- EXERCISE TASK
Please list every member of the hiring team named in the article below about Country Day's search for an art teacher, giving each person's full name and title as the article states them.

───── TEXT EXTRACT

When prospective art teacher Alexis Grinbold was referred to Country Day for the open position last spring by Carney Sandoe & Associates, a faculty recruitment company, nothing seemed out of the ordinary. 

“She came for an interview and her references checked out,” head of high school Brooke Wells said. 

Everything was going well – until Grinbold stopped responding to communications from Wells and head of middle school Sandy Lyon. 

Lyon said she emailed Grinbold sometime in May to ask if she’d like a copy of the book that the school’s faculty and staff were reading together over the summer. 

“She never replied,” Lyon said. “Ever.” 

Wells said the last communication he received from Grinbold was in June, before the AP Art History institute she had been signed up by the school to attend.

The institute was through AP by the Sea, Wells said, an organization in San Diego that teaches summer courses to teachers new to dealing with an AP curriculum or looking for a refresher after curricular changes. 

Grinbold had been registered for the June 20-23 session for AP Art History. The summer institute costs $775, and the school paid for her to attend.

After Grinbold failed to respond to multiple communications, Wells called AP by the Sea. 

“When she didn’t show up to the AP institute, that was the red flag,” Wells said. 

“I thought maybe she had lost her phone, and then she didn’t show up.” 

According to Wells, Carney Sandoe & Associates had placed Grinbold in two other schools prior to Country Day among the thousands of teachers they place every year into independent schools.

The job search began quite normally.

After posting the job on the websites of Carney Sandoe, SCDS, the National Association of Independent Schools  and the California Association of Independent Schools, the school went through the normal hiring process, Lyon said. 

The team included Lyon, Wells, head of school Lee Thomsen, assistant head of school Tucker Foehl and former art teacher Patricia Kelly. However, Lyon said that Thomsen and Foehl deferred to Wells and her for the hiring. 

After sorting through résumés, Lyon said she emailed the selected candidates to find out if they were still interested. 

“From there, if (the school is) interested, I try to set up a phone interview and talk with them for 30 to 45 minutes,” Lyon said. 

“(That’s when I) start to get a feeling as to whether or not someone might work out and have the qualities (I’m) looking for.” 

Wells recognized those qualities in Grinbold. 

“She was great – very organized, very strong in art history,” Wells said.

Following the phone interviews, the school brings candidates on campus to have them teach a class, Lyon said. 

For the art position, the school brought in Grinbold, another woman and Andy Cunningham, who was already teaching the drawing elective. 

Grinbold taught a middle school studio art elective and an art history class. 

Kelly said she responded to Grinbold’s teaching style. 

“She had a plan; she had everything ready to go,” Kelly said. 

Grinbold taught a lesson on texture and brought in different spices and plant materials for students to touch and smell, according to Kelly. 

“The lesson was simple,” Kelly said. “As a candidate coming in, you don’t know exactly what the situation is like, so you have to figure things out as you go.”

In addition, Grinbold successfully engaged the eighth graders, which, Kelly added, is not an easy task. 

Lyon said in the spring Grinbold did a good job, but it was the art history component that made the difference.

──────────
───── PROVIDED INFORMATION

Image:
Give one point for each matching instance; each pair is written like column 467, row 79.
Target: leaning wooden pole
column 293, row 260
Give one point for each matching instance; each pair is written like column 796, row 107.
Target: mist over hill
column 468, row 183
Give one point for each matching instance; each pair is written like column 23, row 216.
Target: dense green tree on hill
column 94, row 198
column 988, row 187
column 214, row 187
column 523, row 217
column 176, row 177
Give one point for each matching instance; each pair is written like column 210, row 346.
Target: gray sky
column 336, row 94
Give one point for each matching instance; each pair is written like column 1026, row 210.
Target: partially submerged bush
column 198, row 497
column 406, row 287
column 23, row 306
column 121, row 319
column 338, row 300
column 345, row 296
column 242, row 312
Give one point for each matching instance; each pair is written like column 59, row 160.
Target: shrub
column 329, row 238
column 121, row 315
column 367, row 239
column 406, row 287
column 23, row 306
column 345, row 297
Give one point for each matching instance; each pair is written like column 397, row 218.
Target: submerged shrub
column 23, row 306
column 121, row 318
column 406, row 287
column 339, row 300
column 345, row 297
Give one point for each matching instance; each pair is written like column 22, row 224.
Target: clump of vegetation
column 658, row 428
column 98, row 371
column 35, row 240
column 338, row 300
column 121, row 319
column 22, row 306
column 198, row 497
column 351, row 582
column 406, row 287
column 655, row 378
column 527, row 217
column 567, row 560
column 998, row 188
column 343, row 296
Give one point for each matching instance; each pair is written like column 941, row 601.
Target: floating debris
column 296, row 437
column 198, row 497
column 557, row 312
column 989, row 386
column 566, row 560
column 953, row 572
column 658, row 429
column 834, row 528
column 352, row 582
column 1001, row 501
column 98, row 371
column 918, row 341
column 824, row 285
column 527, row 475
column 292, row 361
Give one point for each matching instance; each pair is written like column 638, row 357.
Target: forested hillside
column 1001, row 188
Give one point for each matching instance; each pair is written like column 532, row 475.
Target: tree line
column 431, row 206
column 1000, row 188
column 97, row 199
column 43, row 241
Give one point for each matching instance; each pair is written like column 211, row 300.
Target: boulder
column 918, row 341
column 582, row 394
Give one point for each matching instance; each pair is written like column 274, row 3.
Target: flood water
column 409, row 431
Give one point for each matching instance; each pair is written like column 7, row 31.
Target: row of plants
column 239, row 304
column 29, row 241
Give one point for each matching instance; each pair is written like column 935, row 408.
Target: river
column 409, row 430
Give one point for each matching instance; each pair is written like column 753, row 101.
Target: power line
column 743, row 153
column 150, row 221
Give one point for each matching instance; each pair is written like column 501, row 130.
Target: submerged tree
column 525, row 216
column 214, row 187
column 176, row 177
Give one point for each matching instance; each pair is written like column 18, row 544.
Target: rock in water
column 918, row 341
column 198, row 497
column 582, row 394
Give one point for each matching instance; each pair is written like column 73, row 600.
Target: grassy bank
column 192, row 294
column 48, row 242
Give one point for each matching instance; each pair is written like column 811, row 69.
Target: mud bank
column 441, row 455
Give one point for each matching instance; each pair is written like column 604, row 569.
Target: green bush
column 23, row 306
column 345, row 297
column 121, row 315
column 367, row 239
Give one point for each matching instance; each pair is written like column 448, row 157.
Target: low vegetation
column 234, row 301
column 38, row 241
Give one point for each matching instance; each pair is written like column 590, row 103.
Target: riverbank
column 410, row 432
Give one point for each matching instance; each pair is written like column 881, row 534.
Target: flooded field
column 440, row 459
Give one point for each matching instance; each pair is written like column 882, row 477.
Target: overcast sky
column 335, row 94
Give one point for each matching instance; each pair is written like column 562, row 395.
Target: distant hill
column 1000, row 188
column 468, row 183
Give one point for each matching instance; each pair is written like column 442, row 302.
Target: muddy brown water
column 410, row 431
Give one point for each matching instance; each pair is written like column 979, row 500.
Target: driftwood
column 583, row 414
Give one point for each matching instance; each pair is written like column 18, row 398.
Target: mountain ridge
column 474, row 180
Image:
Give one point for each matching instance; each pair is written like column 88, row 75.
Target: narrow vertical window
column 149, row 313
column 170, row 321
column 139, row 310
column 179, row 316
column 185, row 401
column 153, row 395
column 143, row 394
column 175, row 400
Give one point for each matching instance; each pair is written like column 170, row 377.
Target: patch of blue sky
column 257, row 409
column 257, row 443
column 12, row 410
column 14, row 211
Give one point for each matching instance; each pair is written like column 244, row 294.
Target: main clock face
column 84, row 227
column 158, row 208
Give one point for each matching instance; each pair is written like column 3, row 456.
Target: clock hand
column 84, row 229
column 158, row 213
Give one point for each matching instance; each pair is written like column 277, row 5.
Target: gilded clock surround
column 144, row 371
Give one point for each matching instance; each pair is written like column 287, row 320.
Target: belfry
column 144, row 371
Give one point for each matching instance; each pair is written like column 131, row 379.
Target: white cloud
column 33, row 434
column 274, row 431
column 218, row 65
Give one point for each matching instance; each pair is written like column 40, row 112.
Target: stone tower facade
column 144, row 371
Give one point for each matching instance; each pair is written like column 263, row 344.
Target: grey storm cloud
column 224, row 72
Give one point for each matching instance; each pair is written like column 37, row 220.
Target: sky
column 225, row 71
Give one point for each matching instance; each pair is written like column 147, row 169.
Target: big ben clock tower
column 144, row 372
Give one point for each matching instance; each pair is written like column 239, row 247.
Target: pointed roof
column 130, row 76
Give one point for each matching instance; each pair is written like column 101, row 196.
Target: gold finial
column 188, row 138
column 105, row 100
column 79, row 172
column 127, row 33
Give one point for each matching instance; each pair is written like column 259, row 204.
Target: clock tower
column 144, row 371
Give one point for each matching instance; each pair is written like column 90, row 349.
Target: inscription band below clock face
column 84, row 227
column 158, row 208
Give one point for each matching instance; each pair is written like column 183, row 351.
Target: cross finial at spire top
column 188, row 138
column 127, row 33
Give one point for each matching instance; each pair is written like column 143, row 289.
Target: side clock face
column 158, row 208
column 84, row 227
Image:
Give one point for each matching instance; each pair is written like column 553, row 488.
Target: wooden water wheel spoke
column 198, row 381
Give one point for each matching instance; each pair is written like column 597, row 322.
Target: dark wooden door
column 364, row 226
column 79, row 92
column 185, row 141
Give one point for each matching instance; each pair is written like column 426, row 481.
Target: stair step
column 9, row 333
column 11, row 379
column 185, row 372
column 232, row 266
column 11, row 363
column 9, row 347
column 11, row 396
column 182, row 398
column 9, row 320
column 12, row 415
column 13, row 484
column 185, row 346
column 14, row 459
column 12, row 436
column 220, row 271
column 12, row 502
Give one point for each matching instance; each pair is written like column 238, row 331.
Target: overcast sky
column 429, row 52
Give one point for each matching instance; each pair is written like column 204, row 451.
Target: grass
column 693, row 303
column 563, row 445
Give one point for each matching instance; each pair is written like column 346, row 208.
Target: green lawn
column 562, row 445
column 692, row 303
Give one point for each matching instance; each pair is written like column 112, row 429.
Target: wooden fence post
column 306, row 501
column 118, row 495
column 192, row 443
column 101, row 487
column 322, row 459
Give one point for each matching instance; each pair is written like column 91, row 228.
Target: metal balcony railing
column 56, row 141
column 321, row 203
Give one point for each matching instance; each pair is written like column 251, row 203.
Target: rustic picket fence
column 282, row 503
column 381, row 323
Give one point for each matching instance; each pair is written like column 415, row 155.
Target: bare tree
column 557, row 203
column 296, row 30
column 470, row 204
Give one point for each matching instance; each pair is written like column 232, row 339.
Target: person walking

──────────

- EXERCISE RESPONSE
- Sandy Lyon, head of middle school
- Brooke Wells, head of high school
- Lee Thomsen, head of school
- Tucker Foehl, assistant head of school
- Patricia Kelly, former art teacher